Work task - Continue the hepatocellular carcinoma review from the end of its background section.

Page extract -
[Start of Attachment]

Key words: Barcelona clinic liver cancer, checkpoint inhibitors, hepatocellular carcinoma, liver transplantation

Received: 23 August 2020; Accepted after Revision: 11 September 2020; Published: 18 September 2020

Author for correspondence: Dr. Tarana Gupta, MD DM Hepatology, Professor, Department of Medicine, Pt. B.D. Sharma Post Graduate Institute of Medical Sciences, Rohtak, Haryana, India. Tel.: +91-99140 48899. Email: taranagupta@gmail.com

How to cite: Tarana Gupta. Hepatocellular carcinoma: A review. J Ren Hepat Disord. 2020;4(2): 51–60

Doi: http://dx.doi.org/10.15586/jrenhep.v4i2.84

Copyright: Tarana Gupta

License: This open access article is licensed under Creative Commons Attribution 4.0 International (CC BY 4.0). http://creativecommons.org/

Background

Liver cancer has sixth ranking in new incident cancer cases all over the world and is the fourth leading cause of cancer-related deaths (1). The liver may have primary as well as metastatic involvement due to carcinoma. Overall, hepatocellular carcinoma (HCC) is the most common primary liver cancer. The highest worldwide prevalence is in China and Mongolia, followed by intermediate prevalence in central Europe and the lowest prevalence in North and South America, the Middle East, and Northern Europe. Variable prevalence exists in different parts of India. Asia contributes to about 75% of all liver cancer patients, out of these almost 50% of cases originate in China, due to the high prevalence of chronic hepatitis B (CHB).

[End of Attachment]

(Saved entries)
[Start of Attachment]

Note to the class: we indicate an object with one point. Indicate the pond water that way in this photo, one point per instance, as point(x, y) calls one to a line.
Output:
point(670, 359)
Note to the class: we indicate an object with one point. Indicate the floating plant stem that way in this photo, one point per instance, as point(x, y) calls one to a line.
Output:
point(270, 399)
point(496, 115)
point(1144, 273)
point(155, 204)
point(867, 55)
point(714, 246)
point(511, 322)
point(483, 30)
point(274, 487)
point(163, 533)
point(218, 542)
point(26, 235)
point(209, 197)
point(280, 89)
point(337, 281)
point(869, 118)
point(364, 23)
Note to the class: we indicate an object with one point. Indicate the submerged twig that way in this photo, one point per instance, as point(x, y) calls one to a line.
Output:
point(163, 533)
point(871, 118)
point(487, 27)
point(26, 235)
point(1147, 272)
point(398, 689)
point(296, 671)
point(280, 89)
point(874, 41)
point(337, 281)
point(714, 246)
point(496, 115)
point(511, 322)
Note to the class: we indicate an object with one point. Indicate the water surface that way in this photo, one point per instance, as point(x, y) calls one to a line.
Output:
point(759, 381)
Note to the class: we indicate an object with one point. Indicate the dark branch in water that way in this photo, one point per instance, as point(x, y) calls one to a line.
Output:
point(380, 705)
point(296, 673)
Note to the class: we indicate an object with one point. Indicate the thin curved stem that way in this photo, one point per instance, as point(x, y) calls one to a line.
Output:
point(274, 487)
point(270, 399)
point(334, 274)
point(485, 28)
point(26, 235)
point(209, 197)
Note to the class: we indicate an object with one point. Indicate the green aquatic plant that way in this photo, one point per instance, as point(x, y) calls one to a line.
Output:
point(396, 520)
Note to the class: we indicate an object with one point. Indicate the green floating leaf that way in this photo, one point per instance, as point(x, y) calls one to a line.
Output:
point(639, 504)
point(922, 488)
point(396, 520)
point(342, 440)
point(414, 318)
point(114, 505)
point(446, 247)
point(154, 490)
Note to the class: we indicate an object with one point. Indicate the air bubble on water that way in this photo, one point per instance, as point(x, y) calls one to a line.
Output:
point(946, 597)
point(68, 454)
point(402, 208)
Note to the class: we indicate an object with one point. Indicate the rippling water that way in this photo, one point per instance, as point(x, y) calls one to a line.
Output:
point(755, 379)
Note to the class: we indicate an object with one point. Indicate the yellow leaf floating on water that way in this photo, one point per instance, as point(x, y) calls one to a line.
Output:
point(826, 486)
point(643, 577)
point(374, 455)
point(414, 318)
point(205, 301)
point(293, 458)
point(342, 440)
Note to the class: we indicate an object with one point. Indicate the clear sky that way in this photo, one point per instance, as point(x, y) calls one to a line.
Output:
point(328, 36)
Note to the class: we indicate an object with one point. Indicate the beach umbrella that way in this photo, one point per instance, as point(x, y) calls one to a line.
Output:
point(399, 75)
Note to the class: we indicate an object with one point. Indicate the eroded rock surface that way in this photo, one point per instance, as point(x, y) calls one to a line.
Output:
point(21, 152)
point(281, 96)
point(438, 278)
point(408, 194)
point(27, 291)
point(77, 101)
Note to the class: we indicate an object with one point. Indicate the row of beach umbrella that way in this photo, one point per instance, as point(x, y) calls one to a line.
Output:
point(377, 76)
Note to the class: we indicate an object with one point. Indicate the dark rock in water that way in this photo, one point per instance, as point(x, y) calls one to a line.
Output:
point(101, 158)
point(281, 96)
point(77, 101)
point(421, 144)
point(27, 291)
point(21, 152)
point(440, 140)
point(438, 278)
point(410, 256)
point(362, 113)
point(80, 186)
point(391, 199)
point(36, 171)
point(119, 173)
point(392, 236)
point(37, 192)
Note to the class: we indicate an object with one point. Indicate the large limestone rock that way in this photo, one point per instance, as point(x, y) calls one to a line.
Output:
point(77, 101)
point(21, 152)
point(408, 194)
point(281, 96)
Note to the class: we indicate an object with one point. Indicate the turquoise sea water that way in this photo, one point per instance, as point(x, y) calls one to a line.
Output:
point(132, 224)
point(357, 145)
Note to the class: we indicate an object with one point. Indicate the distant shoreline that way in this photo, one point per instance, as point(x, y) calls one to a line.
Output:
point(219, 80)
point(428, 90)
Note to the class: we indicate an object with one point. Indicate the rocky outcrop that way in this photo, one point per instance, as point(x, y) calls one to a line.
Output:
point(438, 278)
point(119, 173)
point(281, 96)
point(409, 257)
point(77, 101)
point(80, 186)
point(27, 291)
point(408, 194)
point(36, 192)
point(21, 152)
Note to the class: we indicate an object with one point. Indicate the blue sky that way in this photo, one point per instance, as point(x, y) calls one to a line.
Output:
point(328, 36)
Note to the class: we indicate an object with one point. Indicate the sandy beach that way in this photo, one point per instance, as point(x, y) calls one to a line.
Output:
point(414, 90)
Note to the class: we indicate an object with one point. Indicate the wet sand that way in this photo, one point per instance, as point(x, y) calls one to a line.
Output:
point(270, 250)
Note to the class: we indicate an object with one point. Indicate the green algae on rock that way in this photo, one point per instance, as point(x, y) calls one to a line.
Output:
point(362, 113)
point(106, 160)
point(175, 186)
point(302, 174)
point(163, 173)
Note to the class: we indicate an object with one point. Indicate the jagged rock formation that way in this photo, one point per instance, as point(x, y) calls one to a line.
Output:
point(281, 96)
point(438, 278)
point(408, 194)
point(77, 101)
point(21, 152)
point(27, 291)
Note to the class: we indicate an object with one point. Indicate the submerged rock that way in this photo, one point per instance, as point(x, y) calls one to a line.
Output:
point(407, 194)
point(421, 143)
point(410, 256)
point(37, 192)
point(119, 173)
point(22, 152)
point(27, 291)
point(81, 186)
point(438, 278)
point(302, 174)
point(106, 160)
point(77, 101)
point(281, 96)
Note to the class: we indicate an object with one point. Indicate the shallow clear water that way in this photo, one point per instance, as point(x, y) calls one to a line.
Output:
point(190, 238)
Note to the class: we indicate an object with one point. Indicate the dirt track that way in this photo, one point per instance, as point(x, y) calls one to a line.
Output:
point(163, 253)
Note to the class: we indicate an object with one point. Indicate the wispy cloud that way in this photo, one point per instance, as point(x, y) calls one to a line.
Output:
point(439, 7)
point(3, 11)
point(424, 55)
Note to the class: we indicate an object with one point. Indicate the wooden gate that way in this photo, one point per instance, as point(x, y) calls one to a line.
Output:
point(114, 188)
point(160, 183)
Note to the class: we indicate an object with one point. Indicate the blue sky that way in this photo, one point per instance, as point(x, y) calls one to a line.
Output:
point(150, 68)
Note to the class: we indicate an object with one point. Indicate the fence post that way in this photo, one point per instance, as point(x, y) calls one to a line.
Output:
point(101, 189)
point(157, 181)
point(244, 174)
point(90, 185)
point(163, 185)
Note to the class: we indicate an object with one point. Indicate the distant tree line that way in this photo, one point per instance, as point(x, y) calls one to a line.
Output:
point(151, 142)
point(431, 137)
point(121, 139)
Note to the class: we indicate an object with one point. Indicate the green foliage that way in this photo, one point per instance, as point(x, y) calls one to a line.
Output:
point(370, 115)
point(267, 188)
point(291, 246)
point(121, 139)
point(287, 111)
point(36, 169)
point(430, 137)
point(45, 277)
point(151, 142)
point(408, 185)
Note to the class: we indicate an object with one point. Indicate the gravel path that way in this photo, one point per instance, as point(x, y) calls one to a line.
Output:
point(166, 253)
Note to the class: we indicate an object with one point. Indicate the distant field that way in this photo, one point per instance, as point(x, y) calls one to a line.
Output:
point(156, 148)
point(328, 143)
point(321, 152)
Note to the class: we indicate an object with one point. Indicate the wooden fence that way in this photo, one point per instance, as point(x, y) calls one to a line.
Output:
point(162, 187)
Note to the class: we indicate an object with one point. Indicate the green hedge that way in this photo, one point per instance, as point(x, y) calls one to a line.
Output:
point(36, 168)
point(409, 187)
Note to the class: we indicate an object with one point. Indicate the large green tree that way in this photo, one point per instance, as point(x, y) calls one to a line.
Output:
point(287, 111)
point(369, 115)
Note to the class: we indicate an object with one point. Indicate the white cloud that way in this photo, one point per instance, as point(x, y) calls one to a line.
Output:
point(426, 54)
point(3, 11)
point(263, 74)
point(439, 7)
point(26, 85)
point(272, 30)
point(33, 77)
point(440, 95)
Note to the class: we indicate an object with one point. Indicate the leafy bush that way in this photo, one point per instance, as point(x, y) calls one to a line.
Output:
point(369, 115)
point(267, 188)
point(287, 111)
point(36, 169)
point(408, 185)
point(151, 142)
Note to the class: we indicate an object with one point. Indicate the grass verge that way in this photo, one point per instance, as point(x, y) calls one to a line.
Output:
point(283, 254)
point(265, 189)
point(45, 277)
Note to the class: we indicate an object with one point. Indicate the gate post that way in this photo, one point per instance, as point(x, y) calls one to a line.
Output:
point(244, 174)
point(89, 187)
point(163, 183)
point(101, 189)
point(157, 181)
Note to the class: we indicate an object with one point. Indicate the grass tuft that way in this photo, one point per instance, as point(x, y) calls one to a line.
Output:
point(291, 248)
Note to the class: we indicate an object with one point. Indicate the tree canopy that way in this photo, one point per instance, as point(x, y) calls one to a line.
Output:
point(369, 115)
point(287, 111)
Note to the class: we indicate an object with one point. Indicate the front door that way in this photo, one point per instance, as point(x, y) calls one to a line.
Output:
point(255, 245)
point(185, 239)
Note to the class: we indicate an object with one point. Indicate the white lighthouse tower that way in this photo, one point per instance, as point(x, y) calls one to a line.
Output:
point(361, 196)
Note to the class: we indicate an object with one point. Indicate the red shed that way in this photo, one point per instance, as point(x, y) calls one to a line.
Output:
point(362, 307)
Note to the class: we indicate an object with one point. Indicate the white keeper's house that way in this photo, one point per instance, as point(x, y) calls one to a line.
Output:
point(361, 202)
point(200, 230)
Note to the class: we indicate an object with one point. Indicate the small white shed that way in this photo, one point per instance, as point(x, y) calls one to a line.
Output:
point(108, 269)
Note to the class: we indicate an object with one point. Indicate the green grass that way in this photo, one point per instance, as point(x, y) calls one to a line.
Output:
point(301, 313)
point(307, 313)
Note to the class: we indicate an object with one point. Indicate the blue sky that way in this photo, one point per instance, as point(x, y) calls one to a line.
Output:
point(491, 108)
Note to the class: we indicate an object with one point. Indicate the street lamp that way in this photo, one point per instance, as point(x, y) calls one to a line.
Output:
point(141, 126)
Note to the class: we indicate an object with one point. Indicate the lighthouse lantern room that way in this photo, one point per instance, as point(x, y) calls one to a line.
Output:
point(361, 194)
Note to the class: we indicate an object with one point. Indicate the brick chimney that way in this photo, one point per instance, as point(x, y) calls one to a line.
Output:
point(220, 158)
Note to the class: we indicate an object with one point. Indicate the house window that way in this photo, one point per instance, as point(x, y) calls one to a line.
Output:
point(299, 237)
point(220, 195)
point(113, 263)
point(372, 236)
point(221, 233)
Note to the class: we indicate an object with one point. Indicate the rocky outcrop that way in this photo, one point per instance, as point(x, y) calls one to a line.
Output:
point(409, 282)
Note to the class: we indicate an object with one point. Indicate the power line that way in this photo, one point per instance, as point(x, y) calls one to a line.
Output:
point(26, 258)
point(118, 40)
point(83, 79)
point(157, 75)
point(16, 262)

[End of Attachment]

Result of the task -
Chronic liver disease is an important risk factor for HCC development. CHB, chronic hepatitis C (CHC), and alcoholic liver disease used to be the leading causes of HCC. Among viral-related causes, hepatitis B virus (HBV) is responsible for 75–80% of cases and hepatitis C virus (HCV) for 10–20% of cases (2). Hepatitis delta virus infection increases the risk of HCC in CHB patients. Universal immunization for HBV and highly effective direct-acting antivirals (DAAs) in HCV are expected to decrease the proportion of patients with HCC due to viral causes.

The emerging epidemic of metabolic syndrome and obesity has rapidly increased the prevalence of non-alcoholic fatty liver disease (NAFLD), which might become the leading cause of HCC in the near future as shown in liver transplant registry data from Western countries (3). The rising incidence of metabolic syndrome and NAFLD in Asian countries has also shown an increasing prevalence of HCC due to NAFLD. A study from Taiwan reported obesity having a four-fold increased risk of HCC in patients with CHC and two-fold risk of HCC in patients without viral infection. They also documented diabetes with two to three-fold increased risk of HCC development irrespective of viral infections (4). Almost 5–30% HCCs have no identifiable cause and are classified as cryptogenic HCC. The presence of metabolic syndrome, diabetes, obesity, and dyslipidemia in past suggest for burnt-out non-alcoholic steatohepatitis (NASH) (5, 6). Other risk factors for HCC are aflatoxin exposure, α1-antitrypsin deficiency, tyrosinemia, hepatic porphyrias, etc.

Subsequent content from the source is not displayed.